_Written tasks_
A - Using the post on the future of Fable(.jl), decide whether each statement agrees with the text, answering yes or no and quoting the words that decide it: (i) FFlamify.jl worked but was slow; (ii) the recent rewrite of the core code was done in Julia; (iii) Fae.jl was a Fractal Animation Engine.
B - According to the post on the future of Fable(.jl), what new project has the writer moved on to?

_Document section_
The Future of Fable(.jl)
Long story short: Fable(.jl) will no longer be developed by me at this point in time. I have moved on to a new project, quibble.
Let's talk about that in detail.
This rendering engine has taken many forms:
- FFlamify.jl was an attempt to do fast fractal flame rendering in Julia. It worked, but it wasn't fast.
- Fae.jl was a Fractal Animation Engine that used the FFlamify idea and then extended it to general purpose rendering.
- Fable.jl was / is the final incarnation of that idea in Julia. It took years of full time work and I was never really happy with it.
A few weeks ago, I took an afternoon to rewrite the heart of the code in OpenCL C. I got it working and it was lightning fast. To reiterate: I got it to work in an afternoon in C. I have been struggling to get this engine to work in Julia for years. In a sense, that was "the final nail in the coffin" for me. Now, I'm old and bitter and can't help but feel I flushed two years of full time effort down the drain.

_Records shown_
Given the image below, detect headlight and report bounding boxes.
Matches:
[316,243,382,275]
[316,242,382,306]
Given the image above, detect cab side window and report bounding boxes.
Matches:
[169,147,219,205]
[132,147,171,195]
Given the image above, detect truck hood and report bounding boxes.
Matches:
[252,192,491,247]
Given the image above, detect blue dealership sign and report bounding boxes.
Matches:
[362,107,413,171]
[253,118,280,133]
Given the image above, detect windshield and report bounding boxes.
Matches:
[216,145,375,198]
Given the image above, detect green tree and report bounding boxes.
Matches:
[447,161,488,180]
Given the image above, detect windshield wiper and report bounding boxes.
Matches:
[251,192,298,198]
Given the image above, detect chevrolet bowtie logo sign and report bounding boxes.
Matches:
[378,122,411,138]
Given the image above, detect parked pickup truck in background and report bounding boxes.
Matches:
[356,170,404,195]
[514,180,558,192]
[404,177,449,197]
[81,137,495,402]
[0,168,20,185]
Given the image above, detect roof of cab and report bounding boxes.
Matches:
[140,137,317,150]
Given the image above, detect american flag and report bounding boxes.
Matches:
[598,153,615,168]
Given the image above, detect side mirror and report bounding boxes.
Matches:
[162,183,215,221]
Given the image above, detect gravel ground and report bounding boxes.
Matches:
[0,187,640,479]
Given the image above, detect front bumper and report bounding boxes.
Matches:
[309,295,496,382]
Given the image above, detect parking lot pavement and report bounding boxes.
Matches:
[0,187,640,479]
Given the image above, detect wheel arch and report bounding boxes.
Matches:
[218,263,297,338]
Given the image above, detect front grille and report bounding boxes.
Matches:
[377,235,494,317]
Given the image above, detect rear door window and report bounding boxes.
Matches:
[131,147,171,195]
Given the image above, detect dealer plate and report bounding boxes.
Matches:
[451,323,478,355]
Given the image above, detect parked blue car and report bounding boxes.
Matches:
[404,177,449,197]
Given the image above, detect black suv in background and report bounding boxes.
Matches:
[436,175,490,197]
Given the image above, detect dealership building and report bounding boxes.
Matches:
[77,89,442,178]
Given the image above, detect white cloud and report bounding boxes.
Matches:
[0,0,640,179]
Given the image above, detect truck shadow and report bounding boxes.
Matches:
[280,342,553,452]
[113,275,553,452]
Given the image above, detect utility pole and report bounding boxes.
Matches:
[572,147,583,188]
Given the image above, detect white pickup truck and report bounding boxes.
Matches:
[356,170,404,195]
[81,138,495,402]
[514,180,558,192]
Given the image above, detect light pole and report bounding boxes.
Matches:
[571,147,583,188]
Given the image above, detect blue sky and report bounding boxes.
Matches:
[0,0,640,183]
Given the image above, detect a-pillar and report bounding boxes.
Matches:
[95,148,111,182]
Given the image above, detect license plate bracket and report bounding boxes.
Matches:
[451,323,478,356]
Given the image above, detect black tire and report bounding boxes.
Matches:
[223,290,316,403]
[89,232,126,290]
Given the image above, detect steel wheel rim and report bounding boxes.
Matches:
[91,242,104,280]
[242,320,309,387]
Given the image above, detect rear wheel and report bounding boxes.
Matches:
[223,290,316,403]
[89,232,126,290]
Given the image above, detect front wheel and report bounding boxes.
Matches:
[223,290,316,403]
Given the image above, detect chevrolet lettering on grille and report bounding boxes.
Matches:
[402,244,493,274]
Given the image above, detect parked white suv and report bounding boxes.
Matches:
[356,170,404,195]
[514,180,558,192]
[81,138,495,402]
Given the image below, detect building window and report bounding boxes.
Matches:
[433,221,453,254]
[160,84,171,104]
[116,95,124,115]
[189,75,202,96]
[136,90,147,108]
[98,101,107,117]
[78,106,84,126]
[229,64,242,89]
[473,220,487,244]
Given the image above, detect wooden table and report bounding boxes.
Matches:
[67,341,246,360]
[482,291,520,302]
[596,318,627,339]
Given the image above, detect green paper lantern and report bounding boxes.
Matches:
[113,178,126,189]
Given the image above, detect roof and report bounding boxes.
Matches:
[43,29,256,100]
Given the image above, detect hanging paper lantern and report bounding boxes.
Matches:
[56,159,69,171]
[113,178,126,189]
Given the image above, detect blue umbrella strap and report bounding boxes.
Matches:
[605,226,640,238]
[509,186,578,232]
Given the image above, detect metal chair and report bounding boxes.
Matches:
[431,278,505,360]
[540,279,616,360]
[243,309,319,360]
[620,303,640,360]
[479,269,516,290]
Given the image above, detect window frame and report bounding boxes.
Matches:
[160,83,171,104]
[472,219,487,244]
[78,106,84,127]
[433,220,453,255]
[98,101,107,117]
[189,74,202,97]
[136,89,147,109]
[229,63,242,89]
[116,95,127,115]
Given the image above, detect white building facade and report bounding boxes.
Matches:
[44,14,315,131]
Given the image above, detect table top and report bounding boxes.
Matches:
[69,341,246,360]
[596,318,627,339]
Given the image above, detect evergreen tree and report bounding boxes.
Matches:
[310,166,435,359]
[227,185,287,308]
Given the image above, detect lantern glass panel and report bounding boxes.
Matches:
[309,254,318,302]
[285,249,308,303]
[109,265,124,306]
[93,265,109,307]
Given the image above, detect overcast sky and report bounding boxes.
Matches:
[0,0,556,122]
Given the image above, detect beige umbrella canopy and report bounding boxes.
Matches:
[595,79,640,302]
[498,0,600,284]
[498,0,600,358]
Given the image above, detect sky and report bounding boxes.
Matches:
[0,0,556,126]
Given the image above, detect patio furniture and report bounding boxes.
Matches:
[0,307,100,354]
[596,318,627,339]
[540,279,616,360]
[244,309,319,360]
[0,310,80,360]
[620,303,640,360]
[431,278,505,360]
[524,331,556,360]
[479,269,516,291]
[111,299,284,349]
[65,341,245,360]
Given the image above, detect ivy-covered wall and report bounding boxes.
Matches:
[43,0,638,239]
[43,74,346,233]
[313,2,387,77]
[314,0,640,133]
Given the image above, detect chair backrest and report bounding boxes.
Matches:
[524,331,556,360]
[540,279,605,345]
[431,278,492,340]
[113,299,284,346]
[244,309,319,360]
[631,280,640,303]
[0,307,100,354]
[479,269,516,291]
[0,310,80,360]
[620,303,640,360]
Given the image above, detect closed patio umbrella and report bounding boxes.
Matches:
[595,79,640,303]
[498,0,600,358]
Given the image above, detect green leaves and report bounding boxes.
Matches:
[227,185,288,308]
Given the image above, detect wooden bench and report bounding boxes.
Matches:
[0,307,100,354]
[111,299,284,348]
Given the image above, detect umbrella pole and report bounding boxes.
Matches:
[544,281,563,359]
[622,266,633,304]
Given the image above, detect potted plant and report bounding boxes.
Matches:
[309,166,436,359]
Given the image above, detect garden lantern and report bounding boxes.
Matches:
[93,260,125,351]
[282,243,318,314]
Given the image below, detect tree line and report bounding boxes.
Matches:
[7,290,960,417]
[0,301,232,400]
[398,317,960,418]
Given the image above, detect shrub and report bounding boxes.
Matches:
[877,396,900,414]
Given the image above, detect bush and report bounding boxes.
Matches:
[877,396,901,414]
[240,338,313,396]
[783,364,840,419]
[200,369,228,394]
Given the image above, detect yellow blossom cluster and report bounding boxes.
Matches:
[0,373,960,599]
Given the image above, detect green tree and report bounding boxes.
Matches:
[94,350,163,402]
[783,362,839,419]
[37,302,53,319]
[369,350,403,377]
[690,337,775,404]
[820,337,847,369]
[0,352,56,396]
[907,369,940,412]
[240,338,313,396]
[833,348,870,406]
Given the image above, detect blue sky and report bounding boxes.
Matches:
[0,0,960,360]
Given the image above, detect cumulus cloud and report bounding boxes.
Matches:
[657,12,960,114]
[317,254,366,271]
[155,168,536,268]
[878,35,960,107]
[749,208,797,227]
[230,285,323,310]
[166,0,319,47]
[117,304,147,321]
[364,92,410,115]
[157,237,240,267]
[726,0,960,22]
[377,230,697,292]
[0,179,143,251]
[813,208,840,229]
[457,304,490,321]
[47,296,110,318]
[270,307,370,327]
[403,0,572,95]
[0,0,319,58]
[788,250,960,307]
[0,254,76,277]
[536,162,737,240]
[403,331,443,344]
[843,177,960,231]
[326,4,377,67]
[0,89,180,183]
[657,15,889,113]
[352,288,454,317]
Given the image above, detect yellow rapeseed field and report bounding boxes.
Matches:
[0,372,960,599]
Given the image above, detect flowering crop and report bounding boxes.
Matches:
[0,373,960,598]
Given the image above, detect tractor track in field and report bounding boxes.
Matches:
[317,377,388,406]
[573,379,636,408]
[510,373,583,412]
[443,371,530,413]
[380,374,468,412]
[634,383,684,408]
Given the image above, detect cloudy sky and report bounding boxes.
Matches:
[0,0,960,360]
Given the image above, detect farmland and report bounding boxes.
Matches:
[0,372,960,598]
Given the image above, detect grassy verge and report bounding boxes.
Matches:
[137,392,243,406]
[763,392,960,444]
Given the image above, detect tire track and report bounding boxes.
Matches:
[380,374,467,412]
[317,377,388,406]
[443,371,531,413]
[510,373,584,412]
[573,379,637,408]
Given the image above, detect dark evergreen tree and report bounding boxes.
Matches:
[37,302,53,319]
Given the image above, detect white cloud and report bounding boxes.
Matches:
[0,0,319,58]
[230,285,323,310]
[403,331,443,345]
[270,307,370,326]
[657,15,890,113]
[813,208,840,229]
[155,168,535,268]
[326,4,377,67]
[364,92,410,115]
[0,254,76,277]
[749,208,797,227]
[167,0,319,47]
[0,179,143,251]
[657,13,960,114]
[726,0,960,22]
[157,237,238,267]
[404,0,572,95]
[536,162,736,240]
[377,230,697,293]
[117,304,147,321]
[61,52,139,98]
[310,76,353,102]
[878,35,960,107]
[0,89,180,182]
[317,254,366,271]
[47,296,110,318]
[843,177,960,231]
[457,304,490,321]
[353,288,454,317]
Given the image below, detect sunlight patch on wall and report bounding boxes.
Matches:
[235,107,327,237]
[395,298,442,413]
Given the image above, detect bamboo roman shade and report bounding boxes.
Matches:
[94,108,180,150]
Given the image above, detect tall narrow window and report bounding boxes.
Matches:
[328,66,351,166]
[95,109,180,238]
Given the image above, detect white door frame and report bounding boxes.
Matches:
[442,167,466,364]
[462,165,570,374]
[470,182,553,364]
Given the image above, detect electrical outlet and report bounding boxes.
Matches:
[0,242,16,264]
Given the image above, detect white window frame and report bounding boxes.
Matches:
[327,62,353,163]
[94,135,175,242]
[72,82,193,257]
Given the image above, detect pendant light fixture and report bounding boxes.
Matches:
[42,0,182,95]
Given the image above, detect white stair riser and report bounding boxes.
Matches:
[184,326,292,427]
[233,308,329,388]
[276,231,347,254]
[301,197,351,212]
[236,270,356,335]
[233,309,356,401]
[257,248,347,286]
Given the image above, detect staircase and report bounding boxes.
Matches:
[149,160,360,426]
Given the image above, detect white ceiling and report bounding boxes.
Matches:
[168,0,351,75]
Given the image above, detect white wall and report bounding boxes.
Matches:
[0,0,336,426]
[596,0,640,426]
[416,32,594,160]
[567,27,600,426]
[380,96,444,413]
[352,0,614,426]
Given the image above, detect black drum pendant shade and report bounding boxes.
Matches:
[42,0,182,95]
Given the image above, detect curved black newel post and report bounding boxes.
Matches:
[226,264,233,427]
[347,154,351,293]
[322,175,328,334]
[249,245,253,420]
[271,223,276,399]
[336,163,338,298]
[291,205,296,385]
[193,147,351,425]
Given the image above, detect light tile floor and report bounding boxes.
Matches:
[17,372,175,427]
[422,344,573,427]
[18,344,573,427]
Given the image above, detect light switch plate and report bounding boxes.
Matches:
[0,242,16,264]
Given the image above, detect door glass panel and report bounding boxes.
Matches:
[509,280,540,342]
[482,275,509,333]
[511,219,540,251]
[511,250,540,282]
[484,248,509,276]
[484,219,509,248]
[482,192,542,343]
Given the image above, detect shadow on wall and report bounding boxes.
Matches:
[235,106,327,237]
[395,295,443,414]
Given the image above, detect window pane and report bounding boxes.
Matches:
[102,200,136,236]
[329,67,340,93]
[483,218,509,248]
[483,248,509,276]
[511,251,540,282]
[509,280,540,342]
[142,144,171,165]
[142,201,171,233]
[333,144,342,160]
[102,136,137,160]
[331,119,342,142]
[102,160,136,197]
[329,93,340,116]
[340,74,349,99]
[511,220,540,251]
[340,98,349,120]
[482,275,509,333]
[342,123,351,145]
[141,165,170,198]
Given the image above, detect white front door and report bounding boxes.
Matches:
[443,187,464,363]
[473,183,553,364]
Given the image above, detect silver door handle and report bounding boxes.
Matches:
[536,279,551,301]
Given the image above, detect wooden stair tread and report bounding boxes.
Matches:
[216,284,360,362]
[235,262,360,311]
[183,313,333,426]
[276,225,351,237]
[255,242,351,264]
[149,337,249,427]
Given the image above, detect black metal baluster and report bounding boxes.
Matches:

_Results in order_
A -
(i) Yes: "It worked, but it wasn't fast."
(ii) No: "I took an afternoon to rewrite the heart of the code in OpenCL C."
(iii) Yes: "Fae.jl was a Fractal Animation Engine"

B - quibble